Point localization data:
————————
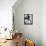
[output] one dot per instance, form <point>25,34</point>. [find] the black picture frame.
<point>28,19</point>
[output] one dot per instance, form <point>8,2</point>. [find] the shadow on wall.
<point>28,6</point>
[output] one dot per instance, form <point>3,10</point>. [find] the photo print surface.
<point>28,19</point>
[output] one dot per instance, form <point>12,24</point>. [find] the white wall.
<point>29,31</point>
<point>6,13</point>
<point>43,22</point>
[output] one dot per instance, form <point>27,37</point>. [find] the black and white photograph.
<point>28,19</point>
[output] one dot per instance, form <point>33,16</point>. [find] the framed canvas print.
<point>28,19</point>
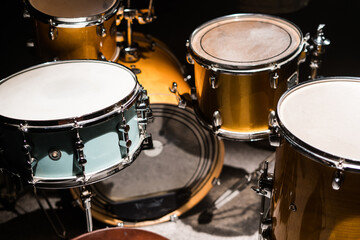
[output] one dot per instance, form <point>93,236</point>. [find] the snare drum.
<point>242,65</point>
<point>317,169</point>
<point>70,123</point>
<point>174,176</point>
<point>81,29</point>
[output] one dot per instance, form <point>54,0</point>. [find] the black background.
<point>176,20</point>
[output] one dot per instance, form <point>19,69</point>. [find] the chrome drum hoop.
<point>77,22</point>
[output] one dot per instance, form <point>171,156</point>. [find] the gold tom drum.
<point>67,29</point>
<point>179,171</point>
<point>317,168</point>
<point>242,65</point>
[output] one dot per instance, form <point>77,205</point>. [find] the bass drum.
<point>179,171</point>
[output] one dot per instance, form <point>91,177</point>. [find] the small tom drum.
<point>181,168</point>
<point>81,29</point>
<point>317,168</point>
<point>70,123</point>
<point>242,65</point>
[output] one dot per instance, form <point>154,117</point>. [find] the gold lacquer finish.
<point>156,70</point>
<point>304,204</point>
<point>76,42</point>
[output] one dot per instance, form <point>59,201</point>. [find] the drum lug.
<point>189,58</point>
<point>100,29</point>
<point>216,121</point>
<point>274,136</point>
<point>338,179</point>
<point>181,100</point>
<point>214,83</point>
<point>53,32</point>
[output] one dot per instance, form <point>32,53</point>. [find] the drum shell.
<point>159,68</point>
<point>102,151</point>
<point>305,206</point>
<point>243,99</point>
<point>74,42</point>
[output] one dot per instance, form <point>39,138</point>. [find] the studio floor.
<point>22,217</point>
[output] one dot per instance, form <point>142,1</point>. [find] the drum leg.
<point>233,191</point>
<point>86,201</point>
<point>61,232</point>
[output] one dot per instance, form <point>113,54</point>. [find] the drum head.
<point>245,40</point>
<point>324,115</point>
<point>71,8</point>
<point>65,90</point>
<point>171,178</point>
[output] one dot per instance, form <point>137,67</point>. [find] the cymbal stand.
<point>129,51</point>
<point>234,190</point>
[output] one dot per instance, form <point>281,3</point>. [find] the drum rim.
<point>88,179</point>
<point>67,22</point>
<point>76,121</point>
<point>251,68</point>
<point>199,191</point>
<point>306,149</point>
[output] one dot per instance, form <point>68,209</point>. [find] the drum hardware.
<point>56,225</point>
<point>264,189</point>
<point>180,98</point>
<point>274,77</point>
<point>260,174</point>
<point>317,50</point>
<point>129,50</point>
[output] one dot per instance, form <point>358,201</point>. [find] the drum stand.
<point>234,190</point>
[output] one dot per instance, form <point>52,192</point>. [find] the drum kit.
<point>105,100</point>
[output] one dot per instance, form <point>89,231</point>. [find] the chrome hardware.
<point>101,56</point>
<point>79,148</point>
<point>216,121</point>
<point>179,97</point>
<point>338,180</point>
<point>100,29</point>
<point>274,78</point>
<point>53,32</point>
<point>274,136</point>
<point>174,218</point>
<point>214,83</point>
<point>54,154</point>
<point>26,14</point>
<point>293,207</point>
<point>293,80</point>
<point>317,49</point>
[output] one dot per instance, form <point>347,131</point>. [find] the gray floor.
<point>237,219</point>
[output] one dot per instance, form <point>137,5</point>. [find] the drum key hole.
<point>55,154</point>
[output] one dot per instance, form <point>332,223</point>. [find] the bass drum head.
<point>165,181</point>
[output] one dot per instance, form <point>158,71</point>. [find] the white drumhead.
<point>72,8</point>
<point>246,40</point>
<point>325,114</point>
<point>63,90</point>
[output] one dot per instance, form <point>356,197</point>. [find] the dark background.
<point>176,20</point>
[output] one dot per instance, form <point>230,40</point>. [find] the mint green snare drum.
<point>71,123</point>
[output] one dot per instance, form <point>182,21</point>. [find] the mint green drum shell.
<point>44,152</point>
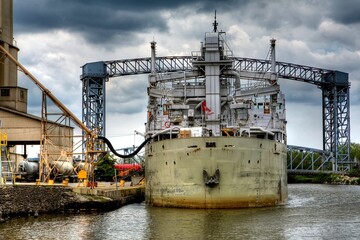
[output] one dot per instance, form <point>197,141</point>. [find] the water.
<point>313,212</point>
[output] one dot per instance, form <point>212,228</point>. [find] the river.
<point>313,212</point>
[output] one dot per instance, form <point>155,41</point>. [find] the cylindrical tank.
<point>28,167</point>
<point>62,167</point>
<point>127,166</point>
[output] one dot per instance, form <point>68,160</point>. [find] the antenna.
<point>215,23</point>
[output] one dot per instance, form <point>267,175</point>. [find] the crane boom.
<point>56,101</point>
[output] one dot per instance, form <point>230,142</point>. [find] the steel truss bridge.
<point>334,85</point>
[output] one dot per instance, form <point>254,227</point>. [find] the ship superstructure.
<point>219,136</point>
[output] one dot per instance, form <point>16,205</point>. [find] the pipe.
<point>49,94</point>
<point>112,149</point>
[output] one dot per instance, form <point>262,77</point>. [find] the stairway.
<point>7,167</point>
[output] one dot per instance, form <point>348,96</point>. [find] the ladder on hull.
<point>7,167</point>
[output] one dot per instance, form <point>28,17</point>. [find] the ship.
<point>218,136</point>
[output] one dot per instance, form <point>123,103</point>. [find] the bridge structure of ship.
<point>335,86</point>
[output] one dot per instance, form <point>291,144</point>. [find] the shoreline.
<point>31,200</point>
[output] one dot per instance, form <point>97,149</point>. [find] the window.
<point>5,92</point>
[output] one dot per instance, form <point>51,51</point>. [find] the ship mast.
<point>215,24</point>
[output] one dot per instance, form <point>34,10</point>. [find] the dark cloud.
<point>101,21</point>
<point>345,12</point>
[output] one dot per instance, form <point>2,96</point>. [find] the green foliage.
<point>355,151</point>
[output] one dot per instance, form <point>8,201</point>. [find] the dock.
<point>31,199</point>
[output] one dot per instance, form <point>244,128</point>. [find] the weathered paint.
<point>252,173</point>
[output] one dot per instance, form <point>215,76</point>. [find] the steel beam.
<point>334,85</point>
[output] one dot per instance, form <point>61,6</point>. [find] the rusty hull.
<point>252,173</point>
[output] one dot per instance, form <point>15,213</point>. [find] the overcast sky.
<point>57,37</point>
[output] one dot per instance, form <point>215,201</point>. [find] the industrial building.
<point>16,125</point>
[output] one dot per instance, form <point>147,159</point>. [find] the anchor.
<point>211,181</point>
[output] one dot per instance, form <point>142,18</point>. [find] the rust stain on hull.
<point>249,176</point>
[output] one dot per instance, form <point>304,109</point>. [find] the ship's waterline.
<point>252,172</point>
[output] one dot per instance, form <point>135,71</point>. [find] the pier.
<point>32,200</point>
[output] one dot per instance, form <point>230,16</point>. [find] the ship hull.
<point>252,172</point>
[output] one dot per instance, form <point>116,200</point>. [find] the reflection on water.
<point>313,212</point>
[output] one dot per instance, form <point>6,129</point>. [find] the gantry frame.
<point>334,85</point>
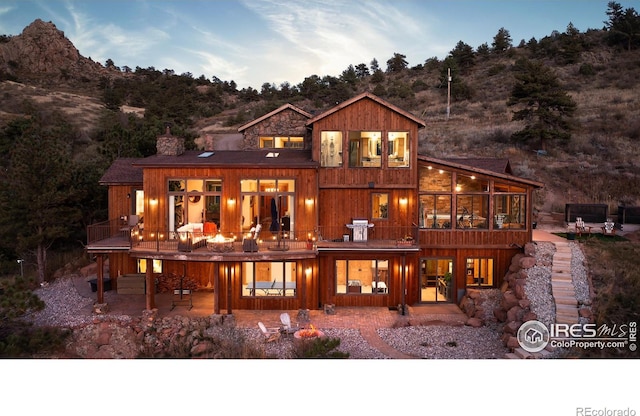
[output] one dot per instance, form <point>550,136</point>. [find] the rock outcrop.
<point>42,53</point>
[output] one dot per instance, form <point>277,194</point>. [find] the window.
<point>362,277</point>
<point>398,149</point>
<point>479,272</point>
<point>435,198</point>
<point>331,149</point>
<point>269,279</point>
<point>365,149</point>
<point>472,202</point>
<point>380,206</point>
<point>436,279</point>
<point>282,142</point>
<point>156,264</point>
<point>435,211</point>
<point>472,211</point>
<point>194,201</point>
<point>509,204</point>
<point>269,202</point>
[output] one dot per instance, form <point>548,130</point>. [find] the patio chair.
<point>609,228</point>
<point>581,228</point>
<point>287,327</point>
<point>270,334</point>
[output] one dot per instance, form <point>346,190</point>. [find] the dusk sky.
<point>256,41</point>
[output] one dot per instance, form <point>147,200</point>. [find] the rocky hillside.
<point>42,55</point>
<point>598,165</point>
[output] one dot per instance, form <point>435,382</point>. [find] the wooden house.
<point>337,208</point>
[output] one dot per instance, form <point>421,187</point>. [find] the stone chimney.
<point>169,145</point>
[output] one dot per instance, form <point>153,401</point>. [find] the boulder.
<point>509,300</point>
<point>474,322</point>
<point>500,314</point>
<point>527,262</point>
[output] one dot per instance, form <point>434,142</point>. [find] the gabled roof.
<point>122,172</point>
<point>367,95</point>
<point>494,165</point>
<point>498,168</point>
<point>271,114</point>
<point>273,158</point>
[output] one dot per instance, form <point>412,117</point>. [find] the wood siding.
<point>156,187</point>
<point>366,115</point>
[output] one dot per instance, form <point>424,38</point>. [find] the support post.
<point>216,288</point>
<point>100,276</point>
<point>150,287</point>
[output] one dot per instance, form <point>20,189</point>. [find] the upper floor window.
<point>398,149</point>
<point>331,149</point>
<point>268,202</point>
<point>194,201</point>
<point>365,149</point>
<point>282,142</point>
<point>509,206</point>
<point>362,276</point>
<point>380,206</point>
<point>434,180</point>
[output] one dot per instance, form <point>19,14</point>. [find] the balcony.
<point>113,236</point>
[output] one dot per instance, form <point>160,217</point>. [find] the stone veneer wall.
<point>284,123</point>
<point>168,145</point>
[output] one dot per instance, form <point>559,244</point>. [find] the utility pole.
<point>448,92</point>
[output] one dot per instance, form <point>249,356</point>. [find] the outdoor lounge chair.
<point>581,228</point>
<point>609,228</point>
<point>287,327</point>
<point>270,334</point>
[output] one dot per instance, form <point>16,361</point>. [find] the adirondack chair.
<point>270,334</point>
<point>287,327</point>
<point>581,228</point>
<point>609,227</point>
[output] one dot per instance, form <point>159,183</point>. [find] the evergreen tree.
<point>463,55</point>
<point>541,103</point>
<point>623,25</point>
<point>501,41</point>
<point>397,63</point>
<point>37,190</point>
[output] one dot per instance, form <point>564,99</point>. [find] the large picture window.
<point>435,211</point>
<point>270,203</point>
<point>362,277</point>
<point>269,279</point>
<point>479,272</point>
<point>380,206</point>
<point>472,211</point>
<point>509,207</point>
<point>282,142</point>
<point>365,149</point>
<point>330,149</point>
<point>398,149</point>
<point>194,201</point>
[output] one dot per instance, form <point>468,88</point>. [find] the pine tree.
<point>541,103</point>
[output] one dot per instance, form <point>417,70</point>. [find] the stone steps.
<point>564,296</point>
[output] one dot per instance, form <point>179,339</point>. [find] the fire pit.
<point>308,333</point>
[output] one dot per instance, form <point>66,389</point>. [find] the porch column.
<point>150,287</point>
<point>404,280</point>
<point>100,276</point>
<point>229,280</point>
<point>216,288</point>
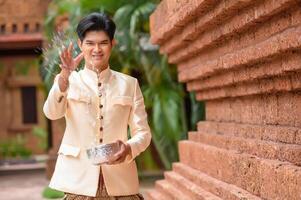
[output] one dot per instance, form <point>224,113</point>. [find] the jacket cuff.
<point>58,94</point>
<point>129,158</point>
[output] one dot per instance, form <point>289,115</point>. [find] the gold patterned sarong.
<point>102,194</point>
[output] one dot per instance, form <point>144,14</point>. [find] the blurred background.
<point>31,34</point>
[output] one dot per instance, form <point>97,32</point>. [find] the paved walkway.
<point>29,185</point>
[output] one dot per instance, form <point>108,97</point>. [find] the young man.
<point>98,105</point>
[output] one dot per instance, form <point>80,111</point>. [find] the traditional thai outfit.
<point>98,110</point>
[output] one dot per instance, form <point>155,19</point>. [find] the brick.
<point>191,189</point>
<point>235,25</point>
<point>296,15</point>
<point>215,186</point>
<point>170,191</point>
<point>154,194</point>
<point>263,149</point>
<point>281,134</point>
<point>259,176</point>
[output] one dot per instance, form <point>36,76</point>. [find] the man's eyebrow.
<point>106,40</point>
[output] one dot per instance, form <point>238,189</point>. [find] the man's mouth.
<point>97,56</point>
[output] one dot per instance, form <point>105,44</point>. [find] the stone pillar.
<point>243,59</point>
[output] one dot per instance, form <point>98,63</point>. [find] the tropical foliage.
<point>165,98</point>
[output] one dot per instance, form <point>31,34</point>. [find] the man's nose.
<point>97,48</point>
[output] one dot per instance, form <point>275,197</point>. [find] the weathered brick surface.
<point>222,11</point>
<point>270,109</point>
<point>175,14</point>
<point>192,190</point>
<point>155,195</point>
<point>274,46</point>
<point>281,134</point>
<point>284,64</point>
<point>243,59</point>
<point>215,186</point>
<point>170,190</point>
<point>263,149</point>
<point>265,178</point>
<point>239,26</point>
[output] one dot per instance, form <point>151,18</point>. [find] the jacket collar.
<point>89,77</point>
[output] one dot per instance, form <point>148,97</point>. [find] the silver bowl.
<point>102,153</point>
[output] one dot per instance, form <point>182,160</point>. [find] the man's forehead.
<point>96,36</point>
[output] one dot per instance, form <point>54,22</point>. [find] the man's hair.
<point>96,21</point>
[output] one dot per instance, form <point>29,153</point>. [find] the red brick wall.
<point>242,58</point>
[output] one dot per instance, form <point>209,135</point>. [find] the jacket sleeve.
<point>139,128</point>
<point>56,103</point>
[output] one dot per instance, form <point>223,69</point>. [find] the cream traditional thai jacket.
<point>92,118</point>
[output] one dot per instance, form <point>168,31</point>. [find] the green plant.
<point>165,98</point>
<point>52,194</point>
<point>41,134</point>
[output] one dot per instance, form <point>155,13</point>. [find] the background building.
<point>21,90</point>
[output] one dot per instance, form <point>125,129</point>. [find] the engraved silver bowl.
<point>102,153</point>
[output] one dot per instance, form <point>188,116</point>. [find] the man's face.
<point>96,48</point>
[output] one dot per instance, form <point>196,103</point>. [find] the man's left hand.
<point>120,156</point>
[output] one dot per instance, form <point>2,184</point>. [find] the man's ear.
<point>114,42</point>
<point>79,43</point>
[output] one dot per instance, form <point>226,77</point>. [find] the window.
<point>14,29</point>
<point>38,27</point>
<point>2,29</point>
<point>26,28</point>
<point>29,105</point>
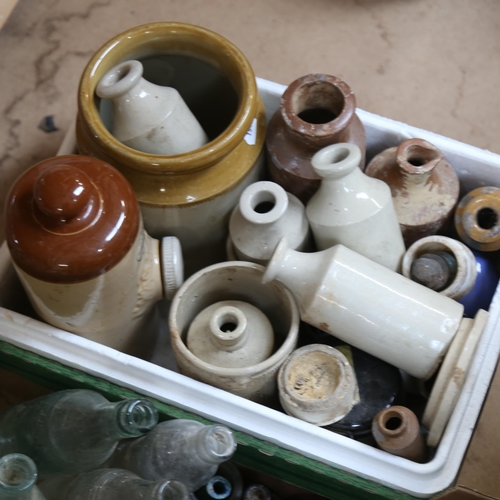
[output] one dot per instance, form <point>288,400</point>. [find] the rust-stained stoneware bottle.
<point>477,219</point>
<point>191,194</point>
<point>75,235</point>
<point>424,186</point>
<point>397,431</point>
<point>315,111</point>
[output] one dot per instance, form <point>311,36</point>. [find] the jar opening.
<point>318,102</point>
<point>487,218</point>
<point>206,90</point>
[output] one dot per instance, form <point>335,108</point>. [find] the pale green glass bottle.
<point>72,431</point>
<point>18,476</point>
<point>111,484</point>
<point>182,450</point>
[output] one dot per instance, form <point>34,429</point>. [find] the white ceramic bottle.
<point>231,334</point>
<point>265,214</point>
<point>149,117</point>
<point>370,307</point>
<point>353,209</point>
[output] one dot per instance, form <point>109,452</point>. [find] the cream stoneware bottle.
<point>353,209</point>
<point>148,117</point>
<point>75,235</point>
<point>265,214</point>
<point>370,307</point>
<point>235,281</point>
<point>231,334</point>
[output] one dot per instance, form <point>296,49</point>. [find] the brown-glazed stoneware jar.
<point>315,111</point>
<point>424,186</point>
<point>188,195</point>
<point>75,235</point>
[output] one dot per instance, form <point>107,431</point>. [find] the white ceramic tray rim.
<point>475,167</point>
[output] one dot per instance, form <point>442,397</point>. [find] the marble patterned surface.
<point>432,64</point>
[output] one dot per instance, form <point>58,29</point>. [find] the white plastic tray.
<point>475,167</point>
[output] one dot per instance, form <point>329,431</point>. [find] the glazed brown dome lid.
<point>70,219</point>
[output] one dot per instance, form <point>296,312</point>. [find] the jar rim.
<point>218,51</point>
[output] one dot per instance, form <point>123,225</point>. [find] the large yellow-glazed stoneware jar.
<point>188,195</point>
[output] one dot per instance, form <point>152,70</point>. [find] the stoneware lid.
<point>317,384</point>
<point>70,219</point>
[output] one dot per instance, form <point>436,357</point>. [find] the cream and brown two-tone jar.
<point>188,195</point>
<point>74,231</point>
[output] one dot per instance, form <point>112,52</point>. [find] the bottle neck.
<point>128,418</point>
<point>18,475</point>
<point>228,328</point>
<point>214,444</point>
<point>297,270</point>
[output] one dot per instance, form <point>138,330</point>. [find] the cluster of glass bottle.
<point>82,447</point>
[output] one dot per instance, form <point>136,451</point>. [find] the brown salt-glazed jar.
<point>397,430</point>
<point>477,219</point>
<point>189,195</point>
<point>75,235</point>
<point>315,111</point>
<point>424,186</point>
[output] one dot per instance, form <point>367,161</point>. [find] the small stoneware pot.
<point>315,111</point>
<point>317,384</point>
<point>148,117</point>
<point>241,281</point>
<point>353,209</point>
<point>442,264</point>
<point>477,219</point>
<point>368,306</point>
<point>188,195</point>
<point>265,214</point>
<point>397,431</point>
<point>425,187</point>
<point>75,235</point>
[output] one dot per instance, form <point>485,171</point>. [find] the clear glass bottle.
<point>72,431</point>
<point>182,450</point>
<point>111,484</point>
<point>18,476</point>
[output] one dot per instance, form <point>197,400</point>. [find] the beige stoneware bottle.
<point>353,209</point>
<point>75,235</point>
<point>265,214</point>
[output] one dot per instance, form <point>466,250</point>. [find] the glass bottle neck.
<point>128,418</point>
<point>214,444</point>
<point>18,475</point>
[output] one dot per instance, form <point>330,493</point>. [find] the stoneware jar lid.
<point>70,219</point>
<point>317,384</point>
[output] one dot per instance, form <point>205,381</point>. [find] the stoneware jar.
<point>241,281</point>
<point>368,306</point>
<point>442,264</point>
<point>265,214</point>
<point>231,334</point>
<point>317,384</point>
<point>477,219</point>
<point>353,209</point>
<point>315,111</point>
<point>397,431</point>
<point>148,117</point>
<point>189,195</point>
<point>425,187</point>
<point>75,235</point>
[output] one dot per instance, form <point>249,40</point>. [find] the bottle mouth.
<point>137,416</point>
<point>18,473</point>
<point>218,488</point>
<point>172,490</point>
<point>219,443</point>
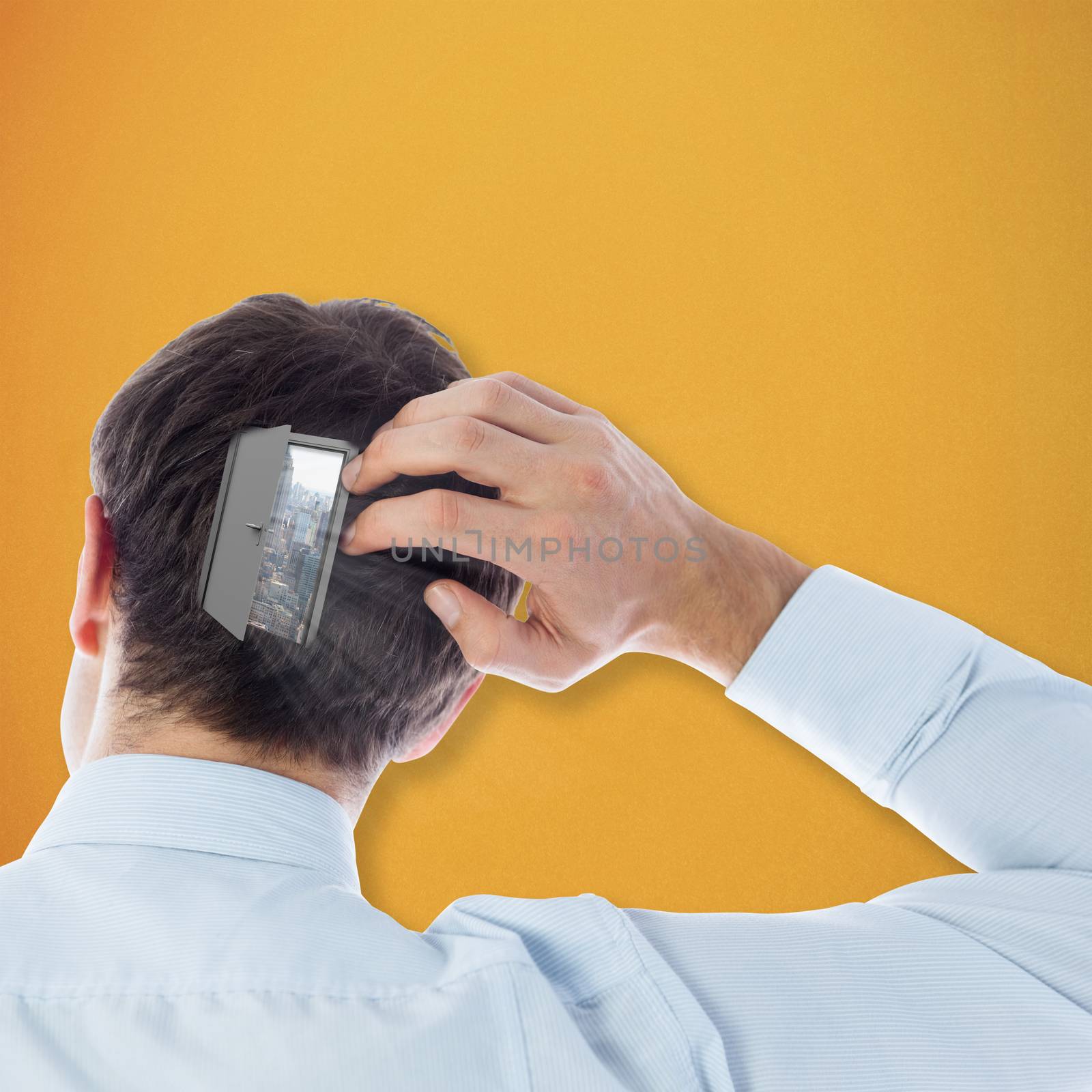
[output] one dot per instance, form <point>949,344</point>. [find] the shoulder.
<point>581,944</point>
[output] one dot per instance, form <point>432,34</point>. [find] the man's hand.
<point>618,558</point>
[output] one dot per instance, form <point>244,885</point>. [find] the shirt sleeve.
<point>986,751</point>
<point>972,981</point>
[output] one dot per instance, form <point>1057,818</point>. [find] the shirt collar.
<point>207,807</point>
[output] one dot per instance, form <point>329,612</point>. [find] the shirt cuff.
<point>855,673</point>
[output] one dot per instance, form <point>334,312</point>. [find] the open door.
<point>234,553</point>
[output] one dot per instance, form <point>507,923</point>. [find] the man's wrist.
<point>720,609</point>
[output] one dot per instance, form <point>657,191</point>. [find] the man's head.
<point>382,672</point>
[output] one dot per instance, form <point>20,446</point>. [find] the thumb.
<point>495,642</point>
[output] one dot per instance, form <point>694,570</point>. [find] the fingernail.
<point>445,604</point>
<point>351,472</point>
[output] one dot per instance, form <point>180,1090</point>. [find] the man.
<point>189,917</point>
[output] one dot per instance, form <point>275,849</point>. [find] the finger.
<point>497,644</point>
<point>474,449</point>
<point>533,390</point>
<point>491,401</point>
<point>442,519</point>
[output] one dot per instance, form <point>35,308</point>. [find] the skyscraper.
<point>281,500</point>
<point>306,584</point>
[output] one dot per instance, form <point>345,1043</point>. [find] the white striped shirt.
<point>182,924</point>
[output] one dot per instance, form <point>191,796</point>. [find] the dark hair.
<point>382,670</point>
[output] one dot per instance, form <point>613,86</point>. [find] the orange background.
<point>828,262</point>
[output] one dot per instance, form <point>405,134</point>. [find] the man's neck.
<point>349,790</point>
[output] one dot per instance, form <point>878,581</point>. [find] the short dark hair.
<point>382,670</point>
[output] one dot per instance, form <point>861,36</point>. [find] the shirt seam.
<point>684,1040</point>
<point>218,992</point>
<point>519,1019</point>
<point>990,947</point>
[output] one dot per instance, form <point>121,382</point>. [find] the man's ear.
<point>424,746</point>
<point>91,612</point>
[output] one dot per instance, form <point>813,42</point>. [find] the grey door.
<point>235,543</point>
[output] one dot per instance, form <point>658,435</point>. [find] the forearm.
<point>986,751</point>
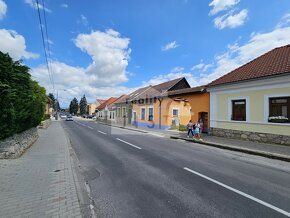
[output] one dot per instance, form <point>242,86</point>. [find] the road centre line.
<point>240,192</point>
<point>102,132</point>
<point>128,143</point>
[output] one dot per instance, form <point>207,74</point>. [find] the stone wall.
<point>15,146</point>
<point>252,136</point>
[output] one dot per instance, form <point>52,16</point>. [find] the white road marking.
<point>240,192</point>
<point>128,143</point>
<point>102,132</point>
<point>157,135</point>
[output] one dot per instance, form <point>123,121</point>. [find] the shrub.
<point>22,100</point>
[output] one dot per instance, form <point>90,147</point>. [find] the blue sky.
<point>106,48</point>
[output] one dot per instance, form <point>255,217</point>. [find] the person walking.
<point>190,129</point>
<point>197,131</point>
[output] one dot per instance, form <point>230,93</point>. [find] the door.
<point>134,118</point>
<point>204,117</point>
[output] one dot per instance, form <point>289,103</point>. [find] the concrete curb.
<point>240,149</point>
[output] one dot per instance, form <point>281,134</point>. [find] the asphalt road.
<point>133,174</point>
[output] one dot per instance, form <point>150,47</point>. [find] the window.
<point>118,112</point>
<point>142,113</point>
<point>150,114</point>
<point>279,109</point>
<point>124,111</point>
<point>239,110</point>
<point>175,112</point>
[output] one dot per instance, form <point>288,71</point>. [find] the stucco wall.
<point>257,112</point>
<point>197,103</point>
————————
Problem to work on: Write the lines out again exactly, from the one containing "[output] one dot per instance, form <point>288,71</point>." through the last line of the records, and include no other lines.

Solution:
[output] one dot per instance, form <point>288,71</point>. [find] the stucco wall.
<point>257,112</point>
<point>197,103</point>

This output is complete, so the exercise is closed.